==== Materials provided

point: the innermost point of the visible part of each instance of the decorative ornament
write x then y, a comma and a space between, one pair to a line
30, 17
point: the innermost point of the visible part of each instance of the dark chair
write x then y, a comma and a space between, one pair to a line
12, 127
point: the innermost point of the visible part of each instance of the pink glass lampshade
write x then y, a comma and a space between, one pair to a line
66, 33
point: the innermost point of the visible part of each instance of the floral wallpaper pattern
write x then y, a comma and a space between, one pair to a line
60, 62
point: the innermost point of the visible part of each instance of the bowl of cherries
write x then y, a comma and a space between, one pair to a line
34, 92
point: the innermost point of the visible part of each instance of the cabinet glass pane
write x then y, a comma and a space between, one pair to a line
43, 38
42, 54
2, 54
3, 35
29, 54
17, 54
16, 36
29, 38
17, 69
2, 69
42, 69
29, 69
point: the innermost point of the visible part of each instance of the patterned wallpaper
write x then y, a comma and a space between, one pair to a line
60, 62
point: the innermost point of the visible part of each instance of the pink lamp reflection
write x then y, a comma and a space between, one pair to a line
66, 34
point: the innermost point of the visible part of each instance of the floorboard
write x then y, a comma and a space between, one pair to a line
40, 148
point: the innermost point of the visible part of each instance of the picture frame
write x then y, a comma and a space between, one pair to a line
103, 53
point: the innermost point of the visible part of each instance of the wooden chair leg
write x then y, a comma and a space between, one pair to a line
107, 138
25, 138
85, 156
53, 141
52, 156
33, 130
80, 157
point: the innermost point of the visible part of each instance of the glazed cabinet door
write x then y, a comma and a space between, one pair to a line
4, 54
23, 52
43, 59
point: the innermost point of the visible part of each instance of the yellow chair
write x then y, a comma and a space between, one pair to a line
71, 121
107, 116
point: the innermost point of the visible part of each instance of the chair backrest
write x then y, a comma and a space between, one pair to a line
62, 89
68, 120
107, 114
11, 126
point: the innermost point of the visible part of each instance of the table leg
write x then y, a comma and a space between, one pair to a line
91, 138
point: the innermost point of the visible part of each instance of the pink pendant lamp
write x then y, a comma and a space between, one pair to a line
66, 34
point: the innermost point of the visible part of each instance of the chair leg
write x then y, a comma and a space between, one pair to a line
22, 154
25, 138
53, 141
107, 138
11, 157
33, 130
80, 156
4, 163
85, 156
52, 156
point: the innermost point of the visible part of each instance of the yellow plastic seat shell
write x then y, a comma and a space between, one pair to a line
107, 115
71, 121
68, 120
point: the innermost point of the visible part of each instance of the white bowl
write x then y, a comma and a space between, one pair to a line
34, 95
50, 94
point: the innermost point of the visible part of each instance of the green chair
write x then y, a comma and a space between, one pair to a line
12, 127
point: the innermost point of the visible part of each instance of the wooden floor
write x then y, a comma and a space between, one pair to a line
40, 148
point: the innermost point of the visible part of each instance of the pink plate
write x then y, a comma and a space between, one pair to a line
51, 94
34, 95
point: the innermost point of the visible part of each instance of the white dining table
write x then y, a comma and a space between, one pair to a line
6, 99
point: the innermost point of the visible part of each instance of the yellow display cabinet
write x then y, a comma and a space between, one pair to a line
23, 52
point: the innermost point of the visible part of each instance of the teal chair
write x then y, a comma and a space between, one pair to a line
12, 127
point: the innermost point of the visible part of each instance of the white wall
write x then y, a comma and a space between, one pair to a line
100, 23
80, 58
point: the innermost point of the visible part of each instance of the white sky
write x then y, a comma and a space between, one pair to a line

========

◆ **Problem requirements**:
Rewrite every one of the rows above, swapping each "instance" for "occurrence" and changing nothing else.

◆ **Output of the exercise**:
point: the innermost point of the visible part of each occurrence of the decorative ornament
write x then y, a comma and a space between, one pair to a line
30, 17
point: the innermost point of the visible part of each occurrence of the dark chair
write x then y, a comma and a space between, one pair to a line
12, 127
point: the innermost point of the visible part of each occurrence of the pink glass lampshade
write x then y, a comma and a space between, one pair to a line
66, 33
point: the innermost point of the visible part of each occurrence of the floral wallpaper pattern
write x then y, a comma and a space between, one pair to a line
60, 62
point: the innermost point of the visible part of each occurrence of the bowl of cherries
write x then y, a comma and a space between, one pair to a line
34, 92
point: the innermost point of the visible part of each occurrence of the cabinet glass pane
write x then y, a comma and a space between, one pair to a line
43, 38
42, 54
2, 54
3, 35
29, 54
17, 54
16, 36
29, 38
17, 69
2, 69
42, 69
29, 69
point: the innermost point of the visible part of each occurrence of the patterned wallpaper
write x then y, a comma and a space between, one pair to a line
60, 62
point: the innermost point of the visible part of each occurrence of the pink lamp reflection
write x then y, a comma and a space between, one pair to a line
66, 34
point: the innermost point of the visible part of each occurrence of the floorboard
write x then y, a comma and a space between, one pair to a line
40, 148
point: the innermost point of the visible part of each occurrence of the picture frame
write x then y, a comma and a space between, one pair to a line
103, 53
point: the innermost point of the visible part of each occurrence of the wooden chair leg
write x then y, a comma and a space between, one pair to a line
107, 138
25, 138
85, 156
53, 141
52, 156
33, 130
80, 157
point: the innermost point of the visible part of each occurrence of the glazed cabinet door
write x then y, a comma and a space between, one pair to a line
4, 54
23, 52
43, 59
point: the innermost point of the visible part of each occurrence of the yellow chair
write x then y, a comma and a space between, one pair to a line
71, 121
107, 116
point: the innermost point of the visible part of each occurrence of the chair backrest
write x then y, a comma and a space between, one pair to a line
62, 89
68, 120
107, 114
11, 126
point: the innermost point of the visible part of each occurrence of the table leg
write x then y, a comma and a space between, one pair to a line
91, 138
point: the innermost point of the visible part of each occurrence of the pink pendant lamp
write x then y, a comma and a space between, one pair to a line
66, 34
point: the innermost point of the visible part of each occurrence of the chair leg
write x then y, a comma and a space between, one pair to a line
22, 154
25, 138
53, 141
107, 138
11, 157
33, 130
80, 156
4, 163
85, 156
52, 156
point: the innermost point of the visible part of each occurrence of the yellow plastic seat shell
write x then y, a comma and a space between, one pair to a line
107, 115
71, 121
68, 120
point: the innermost point of the visible part of each occurrence of the white bowl
write x then y, a comma and a space between, one pair to a line
34, 95
50, 94
point: the innermost point of the visible part of each occurrence of the green chair
write x then y, a comma and a space between, one pair to a line
12, 127
point: the innermost point of the visible part of each occurrence of the wooden floor
write x then y, a comma and a space between, one pair to a line
40, 148
point: the innermost point of the visible part of each occurrence of the pink plate
write x then y, a comma and a space between, one pair to a line
51, 94
34, 95
point: the innermost point of the visible part of each occurrence of the white dining table
write x then y, a comma and a space between, one pair to a line
6, 99
point: the innermost point of the visible part of each occurrence of the yellow display cabinet
write x then y, a comma and a space between, one pair to a line
23, 52
point: the innermost point of the visible part of each occurrence of the teal chair
write x then y, a comma and a space between, one pair to a line
12, 127
point: the innermost point of the visible part of each occurrence of the white wall
write x then y, a comma and a space between, one pair to a line
100, 23
80, 58
point: the innermost point of the visible part of each occurrence of the white sky
write x then y, a comma and a space between, one pair to a line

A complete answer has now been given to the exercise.